### [WHAT YOU ARE ASKED TO DO]
Exact reproductions of all the entries, please, and no pictures.

### [EXTRACTED ENTRIES]
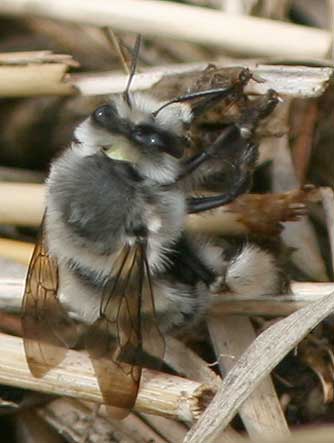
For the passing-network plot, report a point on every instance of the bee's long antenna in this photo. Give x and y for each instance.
(133, 69)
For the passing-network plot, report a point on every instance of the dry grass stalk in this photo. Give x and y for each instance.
(256, 363)
(28, 57)
(261, 412)
(15, 250)
(295, 81)
(160, 394)
(80, 422)
(32, 429)
(328, 203)
(187, 363)
(45, 75)
(20, 175)
(172, 431)
(34, 80)
(166, 19)
(300, 236)
(22, 204)
(323, 434)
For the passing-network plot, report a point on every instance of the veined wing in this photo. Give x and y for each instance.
(125, 337)
(48, 331)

### [RESULT OF THIS EXERCISE]
For the passing-network plot, report a point on every instance of the bee's long antenna in this photo. Give x and y for each instance.
(133, 69)
For the passing-network plot, report a point on every instance of the dry grass stalk in this photo. Give x and y for each instance.
(256, 363)
(28, 57)
(261, 412)
(15, 250)
(295, 81)
(160, 394)
(80, 422)
(32, 429)
(328, 203)
(187, 363)
(45, 75)
(20, 175)
(172, 431)
(34, 80)
(166, 19)
(300, 236)
(22, 204)
(323, 434)
For the passing-network plot, report a point on every instance of the veined wing in this photo. Give x and y for each instance.
(125, 337)
(48, 331)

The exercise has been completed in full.